- ASSIGNMENT: Return the complete listing without omission.

- DATA SECTION:
====

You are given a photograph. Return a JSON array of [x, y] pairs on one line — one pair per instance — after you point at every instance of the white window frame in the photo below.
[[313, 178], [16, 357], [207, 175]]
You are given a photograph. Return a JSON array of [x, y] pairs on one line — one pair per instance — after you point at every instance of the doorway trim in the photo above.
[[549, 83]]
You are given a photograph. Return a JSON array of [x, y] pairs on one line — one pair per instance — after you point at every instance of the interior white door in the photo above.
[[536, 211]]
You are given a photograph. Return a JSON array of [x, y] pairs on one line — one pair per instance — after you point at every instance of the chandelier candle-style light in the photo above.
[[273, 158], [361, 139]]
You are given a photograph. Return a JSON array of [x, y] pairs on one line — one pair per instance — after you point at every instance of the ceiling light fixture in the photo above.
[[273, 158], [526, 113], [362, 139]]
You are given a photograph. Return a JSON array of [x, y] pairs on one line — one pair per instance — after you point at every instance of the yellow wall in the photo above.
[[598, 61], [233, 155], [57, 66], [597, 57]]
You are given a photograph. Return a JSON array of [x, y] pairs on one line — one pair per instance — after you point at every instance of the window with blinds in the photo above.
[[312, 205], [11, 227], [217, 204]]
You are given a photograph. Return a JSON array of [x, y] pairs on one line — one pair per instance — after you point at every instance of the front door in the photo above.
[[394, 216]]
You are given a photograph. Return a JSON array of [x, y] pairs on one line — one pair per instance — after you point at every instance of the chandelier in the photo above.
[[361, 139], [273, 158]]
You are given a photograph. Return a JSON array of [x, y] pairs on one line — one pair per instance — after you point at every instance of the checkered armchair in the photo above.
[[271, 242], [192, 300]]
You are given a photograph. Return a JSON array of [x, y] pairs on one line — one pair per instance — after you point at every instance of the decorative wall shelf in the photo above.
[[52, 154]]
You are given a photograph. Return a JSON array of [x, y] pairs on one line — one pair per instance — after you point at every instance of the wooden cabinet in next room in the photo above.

====

- OUTPUT OF THE TASK:
You are given a photograph. Return a JSON array of [x, y] pairs on one line — one pair per instance — after you point at every instance of the white window frame in the photo below.
[[313, 178], [16, 357], [207, 175]]
You are given a photograph. Return a JSON array of [x, y] pairs on one line — one pair per instance — after you point at every instance of the doorway trim in the photo above.
[[549, 83]]
You are given a photograph. Return a JSON array of [x, y] pairs on one line — one pair per instance — after you point at every instance of the interior white door in the photo above.
[[536, 211]]
You are given a photograph. Return a JSON array of [x, y] pairs on one line — one pair per instance — after you point at every instance of the chandelier candle-style light in the photo above.
[[273, 158], [361, 139]]
You are given a photograph. Return a JSON array of [x, y] pairs on one line — one pair per instance — after you point at every instance of the ceiling light fixture in the photo above.
[[273, 158], [526, 113], [362, 139]]
You are given a photograph. Return a JSON array of [x, y] pairs on one line — one pair per instance — after you point at every instance of the yellow wall in the photo above.
[[598, 61], [233, 155], [57, 66], [597, 57]]
You are given a photograph. Return a JSON array of [x, y] pairs on one line — one pair per instance — after you point at every instance of the window with blinds in the photo above.
[[312, 205], [11, 227], [217, 204]]
You are given a photograph. Return a JSON array of [x, y] pairs on one line — one pair per instance — after you point at every instance of the front door in the photo above.
[[394, 216]]
You are given a photograph. Return a JSON array of [x, y] pairs on one line — one pair per instance — after you point at every instance of the chandelier in the photo above.
[[361, 139], [273, 158]]
You are given a photograph. Return a JSON array of [x, y] pairs on one line — one pair per instance — after you point at every instance of the checkered armchair in the photo above.
[[271, 242], [192, 300]]
You are given a photograph. Return a JSON array of [x, y] pairs on one line — one pair per instance — after you point at every instance of the decorative wall shelf in the photo above.
[[52, 154]]
You are given a photograph. Return a JSON array of [x, y] pairs on one line — one pair per instance — after you point at every instance of the wooden cabinet in next room in the photo above.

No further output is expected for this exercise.